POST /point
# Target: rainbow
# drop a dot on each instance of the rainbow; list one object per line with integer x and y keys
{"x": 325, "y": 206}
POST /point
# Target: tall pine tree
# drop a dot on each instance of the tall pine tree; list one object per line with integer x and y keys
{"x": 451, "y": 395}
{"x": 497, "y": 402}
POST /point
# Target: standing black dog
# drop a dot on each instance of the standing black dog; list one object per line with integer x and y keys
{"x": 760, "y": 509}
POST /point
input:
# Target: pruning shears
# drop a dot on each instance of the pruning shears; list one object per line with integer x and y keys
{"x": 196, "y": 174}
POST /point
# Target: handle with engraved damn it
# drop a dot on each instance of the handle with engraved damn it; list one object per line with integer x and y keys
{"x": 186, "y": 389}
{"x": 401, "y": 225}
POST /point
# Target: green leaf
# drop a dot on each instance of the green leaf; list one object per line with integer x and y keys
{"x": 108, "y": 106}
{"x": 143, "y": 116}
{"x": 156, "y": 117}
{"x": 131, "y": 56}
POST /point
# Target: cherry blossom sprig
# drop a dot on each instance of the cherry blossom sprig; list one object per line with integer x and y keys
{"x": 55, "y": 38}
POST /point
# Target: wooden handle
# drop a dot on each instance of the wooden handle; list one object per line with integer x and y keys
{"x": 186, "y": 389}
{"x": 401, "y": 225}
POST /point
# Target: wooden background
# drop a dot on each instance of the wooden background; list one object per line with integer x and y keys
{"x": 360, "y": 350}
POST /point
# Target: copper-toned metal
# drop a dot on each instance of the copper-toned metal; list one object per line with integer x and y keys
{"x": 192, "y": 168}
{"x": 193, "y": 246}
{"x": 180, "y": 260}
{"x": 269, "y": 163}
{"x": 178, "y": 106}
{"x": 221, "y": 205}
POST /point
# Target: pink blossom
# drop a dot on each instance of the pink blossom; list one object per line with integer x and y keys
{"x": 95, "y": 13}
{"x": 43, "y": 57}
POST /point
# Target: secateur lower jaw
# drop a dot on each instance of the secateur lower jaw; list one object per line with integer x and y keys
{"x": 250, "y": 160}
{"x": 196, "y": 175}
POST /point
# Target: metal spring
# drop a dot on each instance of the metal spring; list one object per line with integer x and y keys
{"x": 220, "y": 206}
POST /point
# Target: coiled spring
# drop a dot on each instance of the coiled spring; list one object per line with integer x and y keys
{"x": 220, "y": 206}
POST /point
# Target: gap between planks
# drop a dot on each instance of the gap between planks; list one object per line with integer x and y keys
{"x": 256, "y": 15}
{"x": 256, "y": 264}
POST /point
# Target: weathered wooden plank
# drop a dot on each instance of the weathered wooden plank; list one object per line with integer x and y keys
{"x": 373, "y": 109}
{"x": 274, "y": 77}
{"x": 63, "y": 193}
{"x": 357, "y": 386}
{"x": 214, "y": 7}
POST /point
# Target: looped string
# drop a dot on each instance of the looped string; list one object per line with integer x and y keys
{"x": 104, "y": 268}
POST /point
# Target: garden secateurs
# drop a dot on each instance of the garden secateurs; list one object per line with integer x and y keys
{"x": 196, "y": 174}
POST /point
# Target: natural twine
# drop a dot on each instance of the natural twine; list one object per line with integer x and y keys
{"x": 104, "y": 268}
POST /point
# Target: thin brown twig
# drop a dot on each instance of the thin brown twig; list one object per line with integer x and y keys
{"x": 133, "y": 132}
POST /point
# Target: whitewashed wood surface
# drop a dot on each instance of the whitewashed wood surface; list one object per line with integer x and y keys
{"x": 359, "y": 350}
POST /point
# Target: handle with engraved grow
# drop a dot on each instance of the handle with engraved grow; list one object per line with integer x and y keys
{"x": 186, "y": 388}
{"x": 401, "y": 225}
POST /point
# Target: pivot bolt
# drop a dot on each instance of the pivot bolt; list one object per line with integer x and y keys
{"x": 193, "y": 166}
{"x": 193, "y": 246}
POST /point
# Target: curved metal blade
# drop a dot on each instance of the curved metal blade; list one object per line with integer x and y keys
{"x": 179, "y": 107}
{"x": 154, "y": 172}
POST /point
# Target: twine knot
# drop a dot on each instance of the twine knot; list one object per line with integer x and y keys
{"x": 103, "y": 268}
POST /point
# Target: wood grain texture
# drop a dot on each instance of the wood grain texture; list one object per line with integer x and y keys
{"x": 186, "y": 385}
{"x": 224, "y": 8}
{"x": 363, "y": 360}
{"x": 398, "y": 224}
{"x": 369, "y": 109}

=== What is required ===
Count the lines above that contain the string "handle" with case taken into account, and give only the number.

=== Result of this task ===
6